Apakah sebenarnya yang dimaksudkan Kotesky dengan mengatakan bahwa golongan remaja tidak merupakan suatu kenyataan hakiki? Dia menemui bahwa golongan remaja baru dikenal sejak tahun 1890. Pada waktu itu beberapa tokoh menyadari adanya unsur ketidakadilan kalau memaksakan anak mengerjakan pekerjaan yang sama berat dengan orang yang lebih tua. Pada waktu yang sama, para sesepuh melihat bahwa paksaan bekerja itu menghilangkan hak anak untuk memperoleh pendidikan yang lebih memadai dengan zamannya. Pada periode itu hukum kerja diubah. Boleh disimpulkan bahwa golongan remaja yang kita akui sekarang terbentuk oleh budaya dan hukum, dan bukanlah suatu tahap pertumbuhan yang kodrati.

Tidak salah kalau masyarakat menyediakan kesempatan belajar yang lebih lama untuk anak, apalagi menimbang bahwa kini para karyawan memerlukan keterampilan yang serba kompleks. Tidak salah pula kalau mempertimbangkan bahwa, mayoritas masyarakat dahulunya petani, tetapi kini berpindah ke kota. Dalam kehidupan desa anak-anak sempat mengembangkan keterampilan bekerja selama mendampingi ayah. Sebaliknya masyarakat kota tidak menyediakan sarana untuk mengembangkan keterampilan yang perlu untuk mencari nafkah.

3. Masalah Budaya-anti

Namun satu aspek manusia yang serba penting terabaikan dalam keputusan yuridis budayawi di atas, yaitu kedewasaan mental dan biologis anak remaja. Kalau bukan anak, seharusnya boleh kawin. Kalau bukan anak, sudah seharusnya mandiri dengan lapangan kerja yang dapat dijangkau. Sebagaimana Allah telah memprogram kita, dorongan seksual mencapai puncak pada usia kurang lebih tujuh belas tahun. Kalau terlambat menikah, terlalu menambah godaan seksual pada pihak pria.

Kalau sudah siap mandiri, tetapi tidak boleh mandiri, menimbulkan frustrasi karena ketegangan antara semangat hakiki dengan larangan untuk hidup sesuai dengan kodrat itu. Oleh karena itu, tidak mengherankan lagi kalau sikap dan kelakuan kaum remaja membingungkan kaum tua. Budaya sudah menyediakan kesempatan belajar, tetapi tidak menyediakan kesempatan mengembangkan harga diri kaum remaja sesuai dengan tahap perkembangannya.

Masalah ini penting untuk direnungkan oleh para psikolog, teristimewa di bidang psikologi konseling. Ketegangan di atas sering menimbulkan kesulitan dalam interaksi orang tua dengan anak. Akhirnya orang tua membawa anak untuk dibimbing karena pada sangkanya ada sesuatu yang tidak normal pada pihak anaknya. Bukanlah tugas psikolog untuk menegur anak bersangkutan, melainkan untuk memberikan pengertian kepada kedua pihak tentang apa yang sedang dialami oleh anak remaja. Hanya kepekaan yang berdasarkan pengertian memungkinkan seorang konselor dapat menolong dalam kasus-kasus semacam ini.

Tugas yang Dikerjakan: Kutip bagian teks tentang golongan remaja mulai dari "Masalah ini penting" sampai dengan "kasus-kasus semacam ini.".

Data Mentah:
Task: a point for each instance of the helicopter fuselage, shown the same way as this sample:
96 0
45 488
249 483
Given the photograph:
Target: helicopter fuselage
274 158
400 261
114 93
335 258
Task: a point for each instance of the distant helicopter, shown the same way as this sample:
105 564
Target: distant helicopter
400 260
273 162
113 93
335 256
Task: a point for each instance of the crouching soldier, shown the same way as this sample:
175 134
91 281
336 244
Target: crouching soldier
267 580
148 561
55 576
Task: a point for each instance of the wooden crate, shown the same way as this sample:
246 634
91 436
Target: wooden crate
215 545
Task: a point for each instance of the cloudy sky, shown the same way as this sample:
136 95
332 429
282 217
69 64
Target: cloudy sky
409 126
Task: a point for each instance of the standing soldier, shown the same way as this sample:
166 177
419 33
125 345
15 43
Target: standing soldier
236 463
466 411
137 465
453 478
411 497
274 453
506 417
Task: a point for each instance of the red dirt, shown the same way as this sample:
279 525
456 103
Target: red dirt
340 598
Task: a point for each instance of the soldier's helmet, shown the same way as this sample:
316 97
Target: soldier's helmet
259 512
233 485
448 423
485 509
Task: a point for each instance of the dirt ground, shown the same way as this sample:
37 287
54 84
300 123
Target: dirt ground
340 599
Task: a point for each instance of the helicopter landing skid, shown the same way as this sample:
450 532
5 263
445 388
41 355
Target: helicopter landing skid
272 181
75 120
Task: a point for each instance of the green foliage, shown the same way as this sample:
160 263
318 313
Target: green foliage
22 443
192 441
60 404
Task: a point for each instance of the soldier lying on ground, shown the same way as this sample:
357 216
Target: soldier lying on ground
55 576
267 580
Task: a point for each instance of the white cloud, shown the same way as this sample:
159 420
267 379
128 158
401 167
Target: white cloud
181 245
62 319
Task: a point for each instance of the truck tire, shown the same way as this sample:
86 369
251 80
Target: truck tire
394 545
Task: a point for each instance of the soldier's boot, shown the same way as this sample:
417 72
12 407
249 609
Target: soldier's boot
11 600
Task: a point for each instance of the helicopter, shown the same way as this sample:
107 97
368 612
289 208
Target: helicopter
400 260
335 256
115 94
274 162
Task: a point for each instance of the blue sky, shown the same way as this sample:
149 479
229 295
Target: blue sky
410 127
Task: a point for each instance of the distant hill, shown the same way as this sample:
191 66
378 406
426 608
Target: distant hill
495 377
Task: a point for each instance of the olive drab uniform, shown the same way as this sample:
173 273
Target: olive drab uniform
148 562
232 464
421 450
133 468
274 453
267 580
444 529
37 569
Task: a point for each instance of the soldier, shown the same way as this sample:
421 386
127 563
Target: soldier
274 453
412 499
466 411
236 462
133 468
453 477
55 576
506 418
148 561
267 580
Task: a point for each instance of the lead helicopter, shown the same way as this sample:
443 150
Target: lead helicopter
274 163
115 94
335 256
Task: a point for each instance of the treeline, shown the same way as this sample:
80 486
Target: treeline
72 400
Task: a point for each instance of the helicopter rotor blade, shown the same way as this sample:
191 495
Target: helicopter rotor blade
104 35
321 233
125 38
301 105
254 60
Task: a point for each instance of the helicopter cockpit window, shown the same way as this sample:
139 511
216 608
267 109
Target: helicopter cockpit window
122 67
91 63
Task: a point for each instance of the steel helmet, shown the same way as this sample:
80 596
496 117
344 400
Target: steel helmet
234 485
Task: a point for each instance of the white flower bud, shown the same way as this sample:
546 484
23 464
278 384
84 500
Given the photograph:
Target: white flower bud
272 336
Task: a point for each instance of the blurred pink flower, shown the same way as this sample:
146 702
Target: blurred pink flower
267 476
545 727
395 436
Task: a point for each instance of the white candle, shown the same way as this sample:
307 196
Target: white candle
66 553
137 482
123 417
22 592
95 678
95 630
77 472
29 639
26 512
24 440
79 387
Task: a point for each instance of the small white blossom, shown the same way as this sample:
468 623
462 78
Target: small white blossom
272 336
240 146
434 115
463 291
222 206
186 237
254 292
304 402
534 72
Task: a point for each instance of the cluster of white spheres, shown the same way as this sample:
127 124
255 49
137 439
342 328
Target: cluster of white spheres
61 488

==

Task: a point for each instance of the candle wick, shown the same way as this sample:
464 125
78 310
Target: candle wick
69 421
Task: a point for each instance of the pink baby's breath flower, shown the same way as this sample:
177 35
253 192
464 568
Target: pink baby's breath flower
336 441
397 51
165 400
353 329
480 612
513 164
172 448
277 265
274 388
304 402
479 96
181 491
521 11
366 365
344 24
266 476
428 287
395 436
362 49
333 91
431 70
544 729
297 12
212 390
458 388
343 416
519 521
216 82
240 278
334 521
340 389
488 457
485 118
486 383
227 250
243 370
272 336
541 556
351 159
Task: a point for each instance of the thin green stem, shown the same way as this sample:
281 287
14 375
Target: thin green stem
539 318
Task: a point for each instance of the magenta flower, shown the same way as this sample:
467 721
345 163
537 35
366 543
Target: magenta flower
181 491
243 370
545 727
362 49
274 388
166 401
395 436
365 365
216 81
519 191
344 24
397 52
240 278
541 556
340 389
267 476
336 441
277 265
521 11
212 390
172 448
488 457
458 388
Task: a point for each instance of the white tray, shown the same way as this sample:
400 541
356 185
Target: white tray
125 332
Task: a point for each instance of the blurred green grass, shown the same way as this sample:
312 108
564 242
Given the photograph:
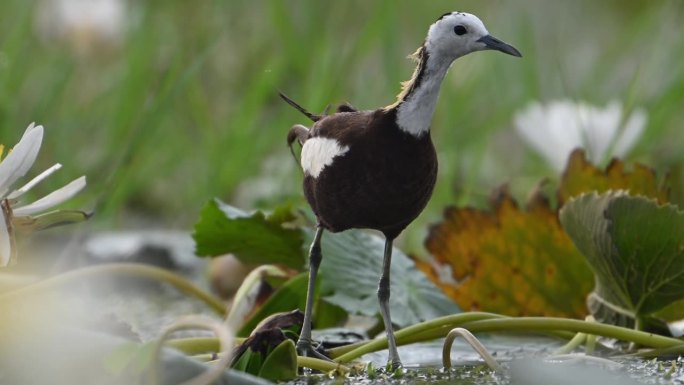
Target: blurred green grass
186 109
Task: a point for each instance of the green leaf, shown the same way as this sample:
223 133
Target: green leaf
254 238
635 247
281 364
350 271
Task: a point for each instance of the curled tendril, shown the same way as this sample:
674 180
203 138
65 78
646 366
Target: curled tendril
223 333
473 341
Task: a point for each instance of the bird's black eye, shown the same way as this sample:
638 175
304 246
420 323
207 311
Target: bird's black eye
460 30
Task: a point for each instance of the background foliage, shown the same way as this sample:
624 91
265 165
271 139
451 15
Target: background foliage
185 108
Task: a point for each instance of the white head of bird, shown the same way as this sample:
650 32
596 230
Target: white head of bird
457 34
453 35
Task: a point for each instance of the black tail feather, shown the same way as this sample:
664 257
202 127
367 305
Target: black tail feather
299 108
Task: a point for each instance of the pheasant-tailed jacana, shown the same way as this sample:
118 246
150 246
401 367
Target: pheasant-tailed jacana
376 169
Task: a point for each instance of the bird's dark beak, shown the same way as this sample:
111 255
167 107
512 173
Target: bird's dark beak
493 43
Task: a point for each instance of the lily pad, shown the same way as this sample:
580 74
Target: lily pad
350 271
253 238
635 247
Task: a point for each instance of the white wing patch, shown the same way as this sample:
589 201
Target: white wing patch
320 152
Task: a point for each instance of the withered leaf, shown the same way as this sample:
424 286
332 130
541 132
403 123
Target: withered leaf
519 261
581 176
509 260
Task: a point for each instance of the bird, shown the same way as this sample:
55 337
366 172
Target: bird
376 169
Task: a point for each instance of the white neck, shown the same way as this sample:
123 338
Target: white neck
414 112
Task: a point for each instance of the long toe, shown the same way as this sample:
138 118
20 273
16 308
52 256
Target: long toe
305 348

Jawaban:
Masalah ini penting untuk direnungkan oleh para psikolog, teristimewa di bidang psikologi konseling. Ketegangan di atas sering menimbulkan kesulitan dalam interaksi orang tua dengan anak. Akhirnya orang tua membawa anak untuk dibimbing karena pada sangkanya ada sesuatu yang tidak normal pada pihak anaknya. Bukanlah tugas psikolog untuk menegur anak bersangkutan, melainkan untuk memberikan pengertian kepada kedua pihak tentang apa yang sedang dialami oleh anak remaja. Hanya kepekaan yang berdasarkan pengertian memungkinkan seorang konselor dapat menolong dalam kasus-kasus semacam ini.